::: Material for this exercise :::
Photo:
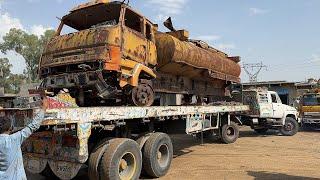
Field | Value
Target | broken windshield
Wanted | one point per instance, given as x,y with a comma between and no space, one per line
94,16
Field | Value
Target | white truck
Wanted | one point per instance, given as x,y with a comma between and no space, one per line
267,112
118,142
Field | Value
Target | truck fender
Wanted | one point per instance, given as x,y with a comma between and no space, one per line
236,119
142,140
289,115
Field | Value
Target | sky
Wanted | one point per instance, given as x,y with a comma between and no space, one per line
282,34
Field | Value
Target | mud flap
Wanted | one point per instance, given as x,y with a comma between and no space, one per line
34,165
194,123
64,170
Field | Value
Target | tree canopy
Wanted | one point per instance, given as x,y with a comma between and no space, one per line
29,46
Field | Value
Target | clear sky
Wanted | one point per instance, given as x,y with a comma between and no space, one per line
283,34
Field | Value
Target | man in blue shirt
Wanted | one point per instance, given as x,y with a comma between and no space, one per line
11,160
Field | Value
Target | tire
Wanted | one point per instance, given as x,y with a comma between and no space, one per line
261,131
121,160
157,155
229,133
290,128
206,134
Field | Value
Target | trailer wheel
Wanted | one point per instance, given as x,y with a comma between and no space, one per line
290,128
229,133
157,155
122,160
261,131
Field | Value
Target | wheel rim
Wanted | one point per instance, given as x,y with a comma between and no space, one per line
163,155
127,166
230,132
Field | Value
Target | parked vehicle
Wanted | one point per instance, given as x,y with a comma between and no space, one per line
137,138
268,112
310,110
117,56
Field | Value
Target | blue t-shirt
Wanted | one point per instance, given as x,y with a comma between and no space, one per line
11,160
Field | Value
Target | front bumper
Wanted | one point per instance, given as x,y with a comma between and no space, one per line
311,120
71,80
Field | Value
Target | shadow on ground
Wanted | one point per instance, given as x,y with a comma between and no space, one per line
252,133
262,175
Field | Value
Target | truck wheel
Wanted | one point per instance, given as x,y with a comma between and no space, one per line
229,133
290,128
157,155
95,158
261,131
121,161
143,95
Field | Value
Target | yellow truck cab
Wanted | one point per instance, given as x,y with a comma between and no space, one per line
310,109
109,46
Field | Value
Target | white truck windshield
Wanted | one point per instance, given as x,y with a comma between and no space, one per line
311,100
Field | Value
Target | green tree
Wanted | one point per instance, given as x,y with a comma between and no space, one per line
29,46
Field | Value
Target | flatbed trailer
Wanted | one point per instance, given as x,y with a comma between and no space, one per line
118,142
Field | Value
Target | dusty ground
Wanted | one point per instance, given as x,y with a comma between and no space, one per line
251,157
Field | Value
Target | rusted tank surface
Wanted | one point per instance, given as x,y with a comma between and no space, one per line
176,57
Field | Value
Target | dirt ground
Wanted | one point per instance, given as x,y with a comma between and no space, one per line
253,156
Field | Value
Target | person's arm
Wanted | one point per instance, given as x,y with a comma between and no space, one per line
22,135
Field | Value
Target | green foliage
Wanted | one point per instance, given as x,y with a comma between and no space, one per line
29,46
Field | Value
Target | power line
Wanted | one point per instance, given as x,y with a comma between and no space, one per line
253,70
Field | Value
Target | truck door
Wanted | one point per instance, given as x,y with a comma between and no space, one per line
134,41
276,105
151,46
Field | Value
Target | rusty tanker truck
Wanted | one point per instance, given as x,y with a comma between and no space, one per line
114,55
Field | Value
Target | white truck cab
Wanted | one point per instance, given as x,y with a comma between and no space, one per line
268,112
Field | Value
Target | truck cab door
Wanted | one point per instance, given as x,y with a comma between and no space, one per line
276,105
151,45
134,42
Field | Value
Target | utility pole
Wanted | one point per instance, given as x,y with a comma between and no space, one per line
253,70
1,83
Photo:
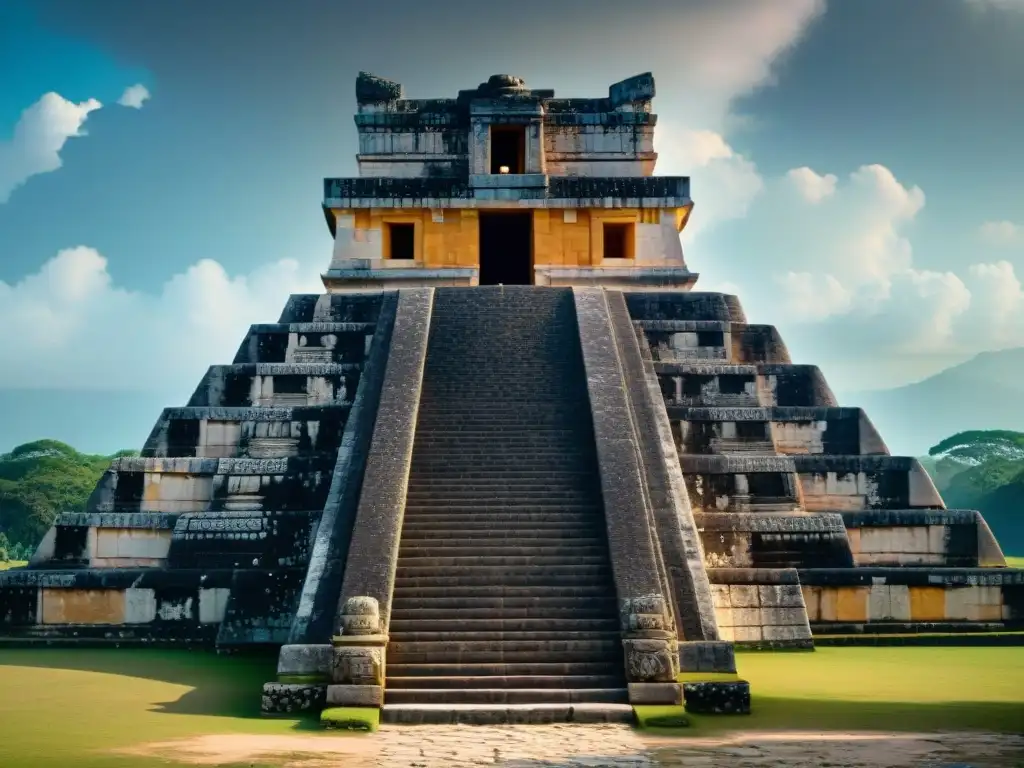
:::
▶ [Short task]: How many lines in the rows above contain the word "door"? Tally them and reply with the number alone.

▶ [Output of the task]: 2